## What you are asked to do
Nothing is to be left out; print all the entries exactly.

## Source records
---

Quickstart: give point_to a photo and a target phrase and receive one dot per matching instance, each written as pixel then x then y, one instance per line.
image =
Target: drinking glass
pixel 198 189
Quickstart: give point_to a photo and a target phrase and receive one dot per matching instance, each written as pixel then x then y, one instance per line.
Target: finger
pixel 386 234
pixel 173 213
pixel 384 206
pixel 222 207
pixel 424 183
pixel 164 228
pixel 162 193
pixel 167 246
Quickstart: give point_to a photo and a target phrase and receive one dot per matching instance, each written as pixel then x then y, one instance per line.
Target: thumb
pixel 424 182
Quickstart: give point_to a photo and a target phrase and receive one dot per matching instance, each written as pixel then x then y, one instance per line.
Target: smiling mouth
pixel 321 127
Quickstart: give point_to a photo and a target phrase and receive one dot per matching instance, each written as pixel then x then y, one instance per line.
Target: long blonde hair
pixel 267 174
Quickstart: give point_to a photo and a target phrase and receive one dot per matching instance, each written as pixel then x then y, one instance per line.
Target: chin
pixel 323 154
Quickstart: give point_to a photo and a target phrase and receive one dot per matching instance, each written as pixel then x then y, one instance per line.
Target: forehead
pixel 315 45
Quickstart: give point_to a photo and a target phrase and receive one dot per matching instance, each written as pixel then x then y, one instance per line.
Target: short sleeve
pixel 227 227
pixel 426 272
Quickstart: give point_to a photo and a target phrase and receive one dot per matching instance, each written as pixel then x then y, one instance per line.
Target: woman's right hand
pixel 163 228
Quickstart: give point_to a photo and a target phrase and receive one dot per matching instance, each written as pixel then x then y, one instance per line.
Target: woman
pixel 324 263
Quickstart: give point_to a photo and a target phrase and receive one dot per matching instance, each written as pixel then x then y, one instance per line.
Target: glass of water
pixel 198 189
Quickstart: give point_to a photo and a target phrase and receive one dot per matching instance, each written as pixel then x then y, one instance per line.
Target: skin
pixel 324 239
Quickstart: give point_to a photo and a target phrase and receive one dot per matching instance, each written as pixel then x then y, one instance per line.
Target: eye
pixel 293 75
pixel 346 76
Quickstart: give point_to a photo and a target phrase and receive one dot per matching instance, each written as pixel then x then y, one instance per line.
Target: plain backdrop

---

## Written response
Quickstart: give point_to a photo and a target phrase and receive one dot per matching instance, each written as pixel then x then y, one instance per line.
image =
Target: drinking glass
pixel 198 189
Quickstart: give point_to a photo and a target phrase and receive one dot per matching instance, each written as pixel then x then y, one instance per line.
Target: finger
pixel 386 234
pixel 173 213
pixel 384 206
pixel 222 207
pixel 424 183
pixel 164 228
pixel 162 193
pixel 167 246
Quickstart: give point_to a photo and a target phrase and receive one dot per matching instance, each written as pixel then x then y, one instance per line.
Target: thumb
pixel 424 182
Quickstart: give point_to a photo and a target phrase and receive one dot per matching instance, each written as pixel then x then y, one instance per line.
Target: smiling mouth
pixel 321 127
Quickstart: give point_to a photo and a target phrase and receive one dot per matching instance, each written as pixel then x then y, one instance per line.
Target: long blonde hair
pixel 267 174
Quickstart: give point_to a photo and a target phrase and receive one dot per matching instance, each written as pixel then x then y, one instance per line.
Target: chin
pixel 323 154
Quickstart: give point_to a photo and a target phrase and receive one dot per matching instance, each written as pixel then x then y, one instance per line.
Target: forehead
pixel 315 45
Quickstart: give point_to a photo and a target phrase and receive one dot per matching instance, each written as pixel then x then y, one instance per line.
Target: short sleeve
pixel 227 227
pixel 426 272
Quickstart: give point_to a photo and a target phrase and receive one dot per matching instance, each written as pixel then x then y, one instance per line.
Target: woman's right hand
pixel 163 228
Quickstart: give point_to a photo and a target phrase and receive one dot per matching instance, each written as pixel then x then y, one instance per line.
Target: woman
pixel 324 263
Quickstart: give point_to a photo and a target phrase and receive one dot per matching instance, each written as pixel then x then y, one instance per line.
Target: glass of water
pixel 198 189
Quickstart: give point_to a photo and a target phrase and receive one dot per matching instance, each written as pixel then x then y, one instance per line.
Target: skin
pixel 324 239
Quickstart: give point_to a photo and a target phrase and receive one dot per matching instance, each written as pixel then x then y, one instance per line.
Target: eye
pixel 293 75
pixel 346 76
Quickstart: give point_to a photo and a target phrase and receive one dot per matching instance, each written as pixel then x then y, one instance per line.
Target: plain backdrop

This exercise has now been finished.